Directive
Can you copy out the rows below, swapping in "lamppost" wherever "street lamp" appears and leaving everything else unchanged?

Record list
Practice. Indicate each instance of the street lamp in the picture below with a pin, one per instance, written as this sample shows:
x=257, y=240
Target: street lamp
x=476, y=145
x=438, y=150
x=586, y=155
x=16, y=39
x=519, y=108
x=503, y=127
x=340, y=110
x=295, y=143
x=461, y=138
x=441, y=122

Final result
Practice. Indicate each instance of the lamppost in the picture below with a pin, one per instance, written as this sample shows:
x=257, y=240
Target: lamppost
x=476, y=145
x=438, y=150
x=586, y=155
x=16, y=39
x=519, y=108
x=503, y=127
x=340, y=110
x=295, y=143
x=461, y=138
x=441, y=122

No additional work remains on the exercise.